■ Problema planteado a: ¿Qué líneas del listado contienen la frase "phrase"? Identifícalas y cópialas todas.

■ Texto mostrado:
━━━━━━━━━━

Desde mi hamaca
Tumbada en mi hamaca, a la orilla del mar, aparentemente ajena a lo que sucede en el micromundo que pulula a mi alrededor y escuchando mi música favorita a través de unos auriculares, le hago un cómplice guiño al sol para protegerme de sus traicioneros rayos mientras disfruto de esa armónica danza que componen las olas.
Por mas que lo intento, mi instinto curioso y cotilla me hace del todo imposible cerrar los ojos y dejar de prestarle atención a esa fauna humana que intenta desprenderse del rutinario tedio que ha acumulado durante los once meses que median entre las depresiones post-vacacionales de dos veranos consecutivos.
Antropología de la fauna veraniega habitual
Desfilan ante mi familias completas, parejas jóvenes y no tan jóvenes, adolescentes que juegan a ser maduros, niños impertinentes que no dejan de joder con la pelota (ay mi querido Serrat), padres tripudos que se afanan en construir castillos de arena sin permitir que sus hijos interfieran en su empeño, bebés a punto de dejar de serlo que, desnudos algunos, dan sus primeros pasos vigilados por sus inexpertos padres o unos abuelos que aun no asimilan su nueva condición generacional.
Si estoy lo suficientemente atenta (porque suelen caminar muy rápido) llego a contemplar unos curiosos especímenes ya estandarizados e implantados en la fauna playera habitual. Se trata de una suerte de aspirantes a culturistas, por lo general tatuados, que con una ostentosa musculatura esculpida en gimnasios de barrio andan girando la cabeza a un lado y a otro para comprobar si se les admira como creen merecer.
La delimitación del territorio
Como cada día de cada verano, se despliega ante mis ojos todo un abanico antropológicamente digno de estudio en el que pugnan por manifestarse los mas primitivos instintos que afloran sin dificultad y hasta se confrontan en el reducido espacio que la masificación le confiere a cada espécimen en su lucha por delimitar su propio territorio: ese preciado trozo de arena donde extender la toalla y plantar una vistosa sombrilla. Es todo un rito, y un reto, por el que muchos sacrifican horas de sueño para estar en la playa a las 8 (incluso a las 7 de la mañana) y colonizar una ansiada primera línea visual que tal vez no disfruten en un apartamento de una o dos habitaciones que imagino atiborrado por los miembros de un par de familias asomadas a un minúsculo balcón con hermosas vistas al apartamento de enfrente, un reducto seguramente similar y tan deprimente como el suyo propio .
Amargados, cabizbajos y encorvados
Llama poderosamente mi atención el circunspectos, severo y hasta avinagrado rostro de muchos de quienes pasan ante mi con una singular y encorvada postura, como si arrastraran un gran peso cargado a sus espaldas. Y es muy posible que así sea, al menos en el metafórico sentido del peso que les debe suponer arrastrar sus propios problemas. Lo llamativo es que esto le suceda a quienes, teóricamente, están disfrutando de unas anheladas vacaciones.

━━━━━━━━━━

■ Problema planteado b: Según el texto sobre la playa, ¿cuántos meses median entre las depresiones post-vacacionales de dos veranos consecutivos?

[Datos de segmentación]

━━━━━━━━━━

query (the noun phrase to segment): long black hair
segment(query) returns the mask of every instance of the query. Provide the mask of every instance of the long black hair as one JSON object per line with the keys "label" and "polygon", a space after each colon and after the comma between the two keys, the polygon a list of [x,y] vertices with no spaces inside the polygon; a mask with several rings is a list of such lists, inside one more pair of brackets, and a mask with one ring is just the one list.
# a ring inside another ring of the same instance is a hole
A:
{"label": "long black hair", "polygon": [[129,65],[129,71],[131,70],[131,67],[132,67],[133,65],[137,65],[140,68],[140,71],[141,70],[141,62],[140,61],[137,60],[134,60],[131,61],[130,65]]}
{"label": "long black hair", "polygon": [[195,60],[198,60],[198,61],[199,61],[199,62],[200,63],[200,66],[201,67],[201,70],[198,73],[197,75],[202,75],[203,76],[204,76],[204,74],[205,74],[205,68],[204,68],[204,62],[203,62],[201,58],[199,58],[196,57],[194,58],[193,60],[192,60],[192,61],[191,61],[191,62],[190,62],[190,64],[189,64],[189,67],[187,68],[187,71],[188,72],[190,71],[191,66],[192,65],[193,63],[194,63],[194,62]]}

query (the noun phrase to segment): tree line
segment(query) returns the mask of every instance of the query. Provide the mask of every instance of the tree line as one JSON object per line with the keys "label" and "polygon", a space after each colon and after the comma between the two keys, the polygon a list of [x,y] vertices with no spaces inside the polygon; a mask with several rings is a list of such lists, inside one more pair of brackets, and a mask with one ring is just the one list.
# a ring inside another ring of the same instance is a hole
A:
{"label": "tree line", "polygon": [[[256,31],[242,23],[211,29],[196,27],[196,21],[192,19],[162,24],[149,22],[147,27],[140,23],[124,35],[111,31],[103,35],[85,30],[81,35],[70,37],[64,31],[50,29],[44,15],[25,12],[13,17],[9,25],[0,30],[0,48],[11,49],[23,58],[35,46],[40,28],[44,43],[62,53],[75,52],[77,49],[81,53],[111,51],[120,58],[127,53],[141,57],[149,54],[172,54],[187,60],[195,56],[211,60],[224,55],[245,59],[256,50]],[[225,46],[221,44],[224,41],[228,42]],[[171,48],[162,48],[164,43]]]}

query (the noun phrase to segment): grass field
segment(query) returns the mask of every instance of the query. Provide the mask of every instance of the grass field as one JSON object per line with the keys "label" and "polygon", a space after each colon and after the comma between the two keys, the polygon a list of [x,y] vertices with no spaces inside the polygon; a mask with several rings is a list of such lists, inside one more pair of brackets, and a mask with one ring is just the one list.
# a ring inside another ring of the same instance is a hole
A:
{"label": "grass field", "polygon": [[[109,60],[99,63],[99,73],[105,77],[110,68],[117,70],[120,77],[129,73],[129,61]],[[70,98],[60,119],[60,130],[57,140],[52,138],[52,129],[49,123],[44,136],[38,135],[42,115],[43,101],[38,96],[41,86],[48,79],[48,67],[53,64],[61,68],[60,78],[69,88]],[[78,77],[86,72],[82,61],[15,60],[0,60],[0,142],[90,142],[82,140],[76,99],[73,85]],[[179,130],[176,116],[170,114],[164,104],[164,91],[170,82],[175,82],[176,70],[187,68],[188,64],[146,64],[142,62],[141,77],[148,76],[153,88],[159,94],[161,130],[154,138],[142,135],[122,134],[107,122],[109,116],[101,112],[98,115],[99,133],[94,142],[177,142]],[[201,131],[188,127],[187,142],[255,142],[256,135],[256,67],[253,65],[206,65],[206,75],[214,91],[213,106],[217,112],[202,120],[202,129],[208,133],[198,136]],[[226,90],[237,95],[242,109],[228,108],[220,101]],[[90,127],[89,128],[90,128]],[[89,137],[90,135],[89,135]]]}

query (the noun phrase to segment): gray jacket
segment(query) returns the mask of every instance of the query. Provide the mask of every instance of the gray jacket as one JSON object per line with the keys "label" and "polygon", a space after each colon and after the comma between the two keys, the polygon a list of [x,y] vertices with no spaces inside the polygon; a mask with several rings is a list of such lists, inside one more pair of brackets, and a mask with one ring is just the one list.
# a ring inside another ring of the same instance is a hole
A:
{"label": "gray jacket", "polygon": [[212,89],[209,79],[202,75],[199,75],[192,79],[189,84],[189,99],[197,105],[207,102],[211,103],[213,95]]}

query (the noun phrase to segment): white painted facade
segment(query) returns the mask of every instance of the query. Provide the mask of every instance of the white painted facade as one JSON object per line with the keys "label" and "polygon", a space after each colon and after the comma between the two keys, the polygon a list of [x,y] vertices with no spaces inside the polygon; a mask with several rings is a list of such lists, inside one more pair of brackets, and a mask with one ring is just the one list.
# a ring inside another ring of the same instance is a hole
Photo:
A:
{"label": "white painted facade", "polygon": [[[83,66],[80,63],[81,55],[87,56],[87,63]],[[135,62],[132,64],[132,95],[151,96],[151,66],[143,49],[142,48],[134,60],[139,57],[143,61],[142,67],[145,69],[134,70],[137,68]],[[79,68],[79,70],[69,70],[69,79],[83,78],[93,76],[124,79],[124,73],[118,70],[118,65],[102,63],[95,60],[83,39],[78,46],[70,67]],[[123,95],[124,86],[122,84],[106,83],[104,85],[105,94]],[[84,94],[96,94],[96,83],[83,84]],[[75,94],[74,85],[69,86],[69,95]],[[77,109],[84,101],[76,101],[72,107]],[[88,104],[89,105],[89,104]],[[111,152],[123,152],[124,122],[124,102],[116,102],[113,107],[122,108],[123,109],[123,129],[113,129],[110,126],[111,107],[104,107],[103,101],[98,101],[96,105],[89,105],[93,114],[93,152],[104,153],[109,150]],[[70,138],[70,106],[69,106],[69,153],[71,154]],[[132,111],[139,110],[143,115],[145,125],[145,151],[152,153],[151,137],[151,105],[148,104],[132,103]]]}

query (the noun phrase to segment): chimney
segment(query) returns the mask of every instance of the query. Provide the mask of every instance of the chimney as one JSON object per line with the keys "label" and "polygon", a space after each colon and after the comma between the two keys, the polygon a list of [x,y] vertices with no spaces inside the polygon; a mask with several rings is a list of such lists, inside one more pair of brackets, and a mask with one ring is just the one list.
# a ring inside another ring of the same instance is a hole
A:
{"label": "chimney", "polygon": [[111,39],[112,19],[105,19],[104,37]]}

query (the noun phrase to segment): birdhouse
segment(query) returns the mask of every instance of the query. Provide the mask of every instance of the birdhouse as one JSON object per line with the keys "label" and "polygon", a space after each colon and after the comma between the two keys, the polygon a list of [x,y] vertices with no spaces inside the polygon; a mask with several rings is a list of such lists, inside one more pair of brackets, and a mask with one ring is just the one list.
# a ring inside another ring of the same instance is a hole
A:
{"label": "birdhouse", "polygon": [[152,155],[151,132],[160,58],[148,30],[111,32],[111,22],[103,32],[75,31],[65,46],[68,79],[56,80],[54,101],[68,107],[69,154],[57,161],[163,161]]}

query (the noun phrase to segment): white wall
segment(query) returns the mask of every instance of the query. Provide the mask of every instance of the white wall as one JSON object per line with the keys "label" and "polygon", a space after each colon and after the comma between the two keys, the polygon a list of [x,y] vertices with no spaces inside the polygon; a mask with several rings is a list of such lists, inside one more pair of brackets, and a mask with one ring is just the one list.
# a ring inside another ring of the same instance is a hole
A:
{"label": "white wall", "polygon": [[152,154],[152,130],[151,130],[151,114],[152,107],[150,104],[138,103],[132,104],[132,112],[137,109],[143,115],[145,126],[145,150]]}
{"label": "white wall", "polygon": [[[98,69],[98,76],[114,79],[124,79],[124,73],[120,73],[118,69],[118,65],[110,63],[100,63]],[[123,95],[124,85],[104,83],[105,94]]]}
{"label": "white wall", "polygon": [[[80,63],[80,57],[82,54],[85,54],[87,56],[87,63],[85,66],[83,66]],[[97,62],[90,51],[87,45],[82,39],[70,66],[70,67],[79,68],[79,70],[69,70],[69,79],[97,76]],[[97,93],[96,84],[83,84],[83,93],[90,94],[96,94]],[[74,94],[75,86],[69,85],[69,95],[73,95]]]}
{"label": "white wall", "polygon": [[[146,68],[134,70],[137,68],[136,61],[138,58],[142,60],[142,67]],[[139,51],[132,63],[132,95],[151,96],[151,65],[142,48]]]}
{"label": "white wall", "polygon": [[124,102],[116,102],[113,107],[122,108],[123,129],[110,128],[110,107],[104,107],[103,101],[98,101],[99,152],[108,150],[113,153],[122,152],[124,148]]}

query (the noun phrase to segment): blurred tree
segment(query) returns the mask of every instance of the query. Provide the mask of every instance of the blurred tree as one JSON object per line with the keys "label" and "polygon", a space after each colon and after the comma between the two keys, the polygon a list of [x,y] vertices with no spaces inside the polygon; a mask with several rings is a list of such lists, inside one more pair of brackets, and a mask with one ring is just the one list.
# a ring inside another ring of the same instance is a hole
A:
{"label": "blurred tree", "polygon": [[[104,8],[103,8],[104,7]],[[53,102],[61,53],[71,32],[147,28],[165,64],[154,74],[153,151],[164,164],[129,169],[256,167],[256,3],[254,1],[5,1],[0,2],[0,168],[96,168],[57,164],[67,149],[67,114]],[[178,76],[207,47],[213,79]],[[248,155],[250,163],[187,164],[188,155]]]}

━━━━━━━━━━

■ Respuesta correcta a:
query (the noun phrase to segment): long black hair
query (the noun phrase to segment): tree line
query (the noun phrase to segment): grass field
query (the noun phrase to segment): gray jacket
query (the noun phrase to segment): white painted facade
query (the noun phrase to segment): chimney
query (the noun phrase to segment): birdhouse
query (the noun phrase to segment): white wall
query (the noun phrase to segment): blurred tree

■ Respuesta correcta b: Once meses.